DOCUMENT EXTRACT
◇ ◇ ◇ ◇ ◇ ◇ ◇

Some auto lenders are working with drivers, but consumer watchdogs would like to see tougher consumer protections put into place for borrowers who are facing temporary financial setbacks during the COVID-19 crisis, such as temporarily banning repossessions and cracking down on uncooperative lenders who won’t assist borrowers. 

“Emergency requirements should be the same for all auto creditors doing business in the state,” according to the National Consumer Law Center.

“Creditors should state exactly what relief is offered and the specific eligibility requirements for that relief. This is especially important because discretion leads to discrimination in auto finance. “

Auto finance companies “should not decide on a case-by-case basis what relief to offer consumers,” according to the National Consumer Law Center. 

Steps to take if you want relief

For the most part, borrowers often treat their car payment seriously, many times preferring to make the car payment ahead of other bills.

◇ ◇ ◇ ◇ ◇ ◇ ◇

EXTRACTED RECORDS
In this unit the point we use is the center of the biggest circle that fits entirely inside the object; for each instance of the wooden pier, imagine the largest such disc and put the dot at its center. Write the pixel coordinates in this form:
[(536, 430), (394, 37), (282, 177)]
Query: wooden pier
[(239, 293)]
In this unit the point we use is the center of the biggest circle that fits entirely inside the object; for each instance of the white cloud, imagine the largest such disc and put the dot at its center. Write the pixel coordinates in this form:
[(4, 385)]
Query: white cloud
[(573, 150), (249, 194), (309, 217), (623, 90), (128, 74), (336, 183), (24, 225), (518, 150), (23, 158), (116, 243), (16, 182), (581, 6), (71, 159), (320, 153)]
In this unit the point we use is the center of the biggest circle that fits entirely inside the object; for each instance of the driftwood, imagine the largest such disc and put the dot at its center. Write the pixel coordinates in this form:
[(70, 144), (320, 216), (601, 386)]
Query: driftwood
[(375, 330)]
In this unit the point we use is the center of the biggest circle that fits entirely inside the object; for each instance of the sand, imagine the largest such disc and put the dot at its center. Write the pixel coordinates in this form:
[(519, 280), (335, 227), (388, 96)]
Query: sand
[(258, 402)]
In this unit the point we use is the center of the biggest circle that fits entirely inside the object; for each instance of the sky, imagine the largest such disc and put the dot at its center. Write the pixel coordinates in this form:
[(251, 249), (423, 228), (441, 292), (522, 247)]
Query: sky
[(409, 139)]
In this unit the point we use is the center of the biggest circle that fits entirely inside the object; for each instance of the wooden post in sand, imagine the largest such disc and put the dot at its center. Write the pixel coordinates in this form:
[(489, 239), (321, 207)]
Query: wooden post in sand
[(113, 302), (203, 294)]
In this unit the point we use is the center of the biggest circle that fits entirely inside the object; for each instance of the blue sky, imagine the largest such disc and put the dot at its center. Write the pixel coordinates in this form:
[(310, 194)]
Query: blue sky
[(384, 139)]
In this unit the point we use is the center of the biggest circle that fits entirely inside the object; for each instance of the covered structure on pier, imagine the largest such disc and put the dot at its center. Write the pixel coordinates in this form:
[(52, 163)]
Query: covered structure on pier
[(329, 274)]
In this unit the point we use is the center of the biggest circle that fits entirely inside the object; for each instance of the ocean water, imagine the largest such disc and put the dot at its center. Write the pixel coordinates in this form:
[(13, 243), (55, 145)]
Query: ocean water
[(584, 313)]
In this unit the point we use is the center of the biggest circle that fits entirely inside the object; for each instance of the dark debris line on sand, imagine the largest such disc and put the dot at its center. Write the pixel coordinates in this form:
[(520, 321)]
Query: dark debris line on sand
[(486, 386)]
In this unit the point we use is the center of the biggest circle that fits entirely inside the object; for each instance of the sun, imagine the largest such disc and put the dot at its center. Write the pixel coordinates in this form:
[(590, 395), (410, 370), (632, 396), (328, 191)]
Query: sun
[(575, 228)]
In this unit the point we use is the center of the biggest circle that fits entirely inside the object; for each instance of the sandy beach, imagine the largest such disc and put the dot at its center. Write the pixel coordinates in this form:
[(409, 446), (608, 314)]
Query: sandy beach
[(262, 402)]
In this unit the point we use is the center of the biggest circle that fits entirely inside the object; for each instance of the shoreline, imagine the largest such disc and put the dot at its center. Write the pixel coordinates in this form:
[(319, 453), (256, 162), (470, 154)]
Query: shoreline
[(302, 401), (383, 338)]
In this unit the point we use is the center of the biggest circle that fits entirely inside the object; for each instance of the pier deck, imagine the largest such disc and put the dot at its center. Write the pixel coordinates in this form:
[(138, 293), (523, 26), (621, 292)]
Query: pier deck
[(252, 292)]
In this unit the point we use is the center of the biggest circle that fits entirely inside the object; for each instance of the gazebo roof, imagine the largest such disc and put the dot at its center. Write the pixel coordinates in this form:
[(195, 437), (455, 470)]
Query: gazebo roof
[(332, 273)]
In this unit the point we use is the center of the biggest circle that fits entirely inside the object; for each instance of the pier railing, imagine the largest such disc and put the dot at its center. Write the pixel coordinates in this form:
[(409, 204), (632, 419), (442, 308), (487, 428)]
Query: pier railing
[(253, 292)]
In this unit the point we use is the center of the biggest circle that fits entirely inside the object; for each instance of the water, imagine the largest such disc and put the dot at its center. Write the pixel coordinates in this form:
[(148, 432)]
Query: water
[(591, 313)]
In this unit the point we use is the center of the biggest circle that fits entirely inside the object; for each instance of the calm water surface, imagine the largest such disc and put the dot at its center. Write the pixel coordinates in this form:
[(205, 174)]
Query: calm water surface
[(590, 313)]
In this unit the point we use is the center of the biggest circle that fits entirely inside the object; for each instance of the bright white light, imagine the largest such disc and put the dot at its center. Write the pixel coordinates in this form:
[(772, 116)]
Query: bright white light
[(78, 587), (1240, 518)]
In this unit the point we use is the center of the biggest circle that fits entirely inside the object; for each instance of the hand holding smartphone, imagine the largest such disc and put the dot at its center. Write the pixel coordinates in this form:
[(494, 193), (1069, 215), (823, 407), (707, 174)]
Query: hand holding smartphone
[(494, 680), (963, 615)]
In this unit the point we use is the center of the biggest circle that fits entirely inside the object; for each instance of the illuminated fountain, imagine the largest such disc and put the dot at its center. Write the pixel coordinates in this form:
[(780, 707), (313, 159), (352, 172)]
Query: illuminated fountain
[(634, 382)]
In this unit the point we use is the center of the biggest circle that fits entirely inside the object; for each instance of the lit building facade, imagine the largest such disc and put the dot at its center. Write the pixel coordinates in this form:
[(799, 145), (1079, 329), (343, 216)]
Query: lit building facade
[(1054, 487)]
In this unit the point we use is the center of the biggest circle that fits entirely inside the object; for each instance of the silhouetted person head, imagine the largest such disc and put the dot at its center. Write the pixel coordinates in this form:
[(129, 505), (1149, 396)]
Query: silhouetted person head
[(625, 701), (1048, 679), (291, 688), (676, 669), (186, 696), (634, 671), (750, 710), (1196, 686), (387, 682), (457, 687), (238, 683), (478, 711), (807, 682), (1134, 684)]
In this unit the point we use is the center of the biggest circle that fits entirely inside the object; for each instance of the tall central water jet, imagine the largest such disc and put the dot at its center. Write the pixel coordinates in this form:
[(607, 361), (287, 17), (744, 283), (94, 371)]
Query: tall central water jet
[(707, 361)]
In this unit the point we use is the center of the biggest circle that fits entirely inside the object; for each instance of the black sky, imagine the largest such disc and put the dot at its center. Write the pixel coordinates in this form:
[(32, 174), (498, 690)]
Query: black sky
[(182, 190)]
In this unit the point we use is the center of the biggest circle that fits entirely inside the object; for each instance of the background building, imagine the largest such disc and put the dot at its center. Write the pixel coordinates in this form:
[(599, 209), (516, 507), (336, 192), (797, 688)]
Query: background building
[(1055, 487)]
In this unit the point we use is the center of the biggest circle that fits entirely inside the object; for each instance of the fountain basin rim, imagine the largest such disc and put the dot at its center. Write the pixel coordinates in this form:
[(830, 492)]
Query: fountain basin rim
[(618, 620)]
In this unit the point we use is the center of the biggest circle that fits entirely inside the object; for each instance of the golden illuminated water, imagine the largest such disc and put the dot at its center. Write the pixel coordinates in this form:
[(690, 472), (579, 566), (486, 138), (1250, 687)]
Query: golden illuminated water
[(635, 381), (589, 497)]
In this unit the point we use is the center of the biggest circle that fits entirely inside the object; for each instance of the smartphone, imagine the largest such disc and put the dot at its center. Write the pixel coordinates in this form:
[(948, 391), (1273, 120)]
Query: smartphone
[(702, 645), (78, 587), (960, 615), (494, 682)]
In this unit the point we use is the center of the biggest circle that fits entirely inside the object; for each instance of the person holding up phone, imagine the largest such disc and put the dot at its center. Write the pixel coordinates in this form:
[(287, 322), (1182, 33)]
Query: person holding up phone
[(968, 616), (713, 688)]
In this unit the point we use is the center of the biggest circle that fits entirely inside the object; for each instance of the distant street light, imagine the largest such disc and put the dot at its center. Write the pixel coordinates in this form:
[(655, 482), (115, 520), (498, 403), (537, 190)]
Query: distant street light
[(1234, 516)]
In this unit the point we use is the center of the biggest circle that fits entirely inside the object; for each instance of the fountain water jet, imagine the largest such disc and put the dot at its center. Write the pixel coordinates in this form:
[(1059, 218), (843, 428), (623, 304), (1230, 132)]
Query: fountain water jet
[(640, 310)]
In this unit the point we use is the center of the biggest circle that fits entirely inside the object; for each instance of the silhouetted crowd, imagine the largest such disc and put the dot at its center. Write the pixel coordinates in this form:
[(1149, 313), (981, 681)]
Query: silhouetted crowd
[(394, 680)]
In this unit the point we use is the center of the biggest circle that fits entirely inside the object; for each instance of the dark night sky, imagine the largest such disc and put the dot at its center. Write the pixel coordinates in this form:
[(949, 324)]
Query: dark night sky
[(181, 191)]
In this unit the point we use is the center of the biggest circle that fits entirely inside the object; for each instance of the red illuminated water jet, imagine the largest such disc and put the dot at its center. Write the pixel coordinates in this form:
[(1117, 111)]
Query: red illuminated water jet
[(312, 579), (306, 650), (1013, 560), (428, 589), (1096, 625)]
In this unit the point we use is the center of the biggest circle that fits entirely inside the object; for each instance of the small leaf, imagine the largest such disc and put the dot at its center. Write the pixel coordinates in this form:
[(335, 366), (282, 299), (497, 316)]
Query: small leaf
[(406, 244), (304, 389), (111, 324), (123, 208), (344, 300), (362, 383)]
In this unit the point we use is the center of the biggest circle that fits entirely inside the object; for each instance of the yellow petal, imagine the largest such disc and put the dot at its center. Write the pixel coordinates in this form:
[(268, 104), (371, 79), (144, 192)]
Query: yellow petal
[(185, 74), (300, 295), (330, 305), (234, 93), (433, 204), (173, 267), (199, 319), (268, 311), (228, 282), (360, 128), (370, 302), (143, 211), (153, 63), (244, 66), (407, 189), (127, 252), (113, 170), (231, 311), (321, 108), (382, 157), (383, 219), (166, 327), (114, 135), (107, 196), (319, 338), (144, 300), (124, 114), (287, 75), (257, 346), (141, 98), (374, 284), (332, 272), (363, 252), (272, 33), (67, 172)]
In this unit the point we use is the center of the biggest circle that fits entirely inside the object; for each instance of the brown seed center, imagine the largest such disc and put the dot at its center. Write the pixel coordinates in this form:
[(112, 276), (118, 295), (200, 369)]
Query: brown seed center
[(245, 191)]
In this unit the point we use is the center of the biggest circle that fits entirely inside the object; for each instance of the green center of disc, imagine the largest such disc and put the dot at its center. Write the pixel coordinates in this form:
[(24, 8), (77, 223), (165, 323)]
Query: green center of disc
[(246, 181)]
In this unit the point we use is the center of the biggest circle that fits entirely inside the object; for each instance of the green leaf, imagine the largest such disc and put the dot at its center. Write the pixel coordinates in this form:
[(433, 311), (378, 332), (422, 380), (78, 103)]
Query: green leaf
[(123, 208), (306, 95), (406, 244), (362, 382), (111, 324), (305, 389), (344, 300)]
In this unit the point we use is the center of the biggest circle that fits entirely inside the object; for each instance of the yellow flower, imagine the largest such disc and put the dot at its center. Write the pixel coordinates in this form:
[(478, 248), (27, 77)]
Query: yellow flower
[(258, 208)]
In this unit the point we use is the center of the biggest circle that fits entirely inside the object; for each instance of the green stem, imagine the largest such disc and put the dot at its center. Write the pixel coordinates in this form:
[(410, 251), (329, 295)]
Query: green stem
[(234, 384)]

◇ ◇ ◇ ◇ ◇ ◇ ◇

SET OF TASKS
(1) From the article on auto lenders during the COVID-19 crisis, list every passage that appears inside quotation marks.
(2) Return the part of the auto lending article that opens with the words containing "Steps to take" and closes with "of other bills.", copied word for word.
(3) Carry the article on auto loan relief during the COVID-19 crisis forward from its last sentence.

TASK-BY-TASK ANSWERS
(1)
- Emergency requirements should be the same for all auto creditors doing business in the state,
- Creditors should state exactly what relief is offered and the specific eligibility requirements for that relief. This is especially important because discretion leads to discrimination in auto finance.
- should not decide on a case-by-case basis what relief to offer consumers,

(2)
Steps to take if you want relief

For the most part, borrowers often treat their car payment seriously, many times preferring to make the car payment ahead of other bills.

(3)
“You need a car to get to work or you need a car to look for work,” Mierzwinski said.

If you’ve lost a job or seen your hours cut during the pandemic, he said, it’s best to call your lender to request relief. Ask for a deferral with no late fees and, if possible, a temporary reduction in your interest rate. 

Key tip: Make certain that any missed car payments as part of an agreement to offer relief ultimately will extend the length of your loan, such as pushing a 60 month car loan into 65 months. You do not want to agree to any deal where you’d owe two or three car payments at once.

“Most people who don’t have money today won’t have money tomorrow,” Mierzwinski said.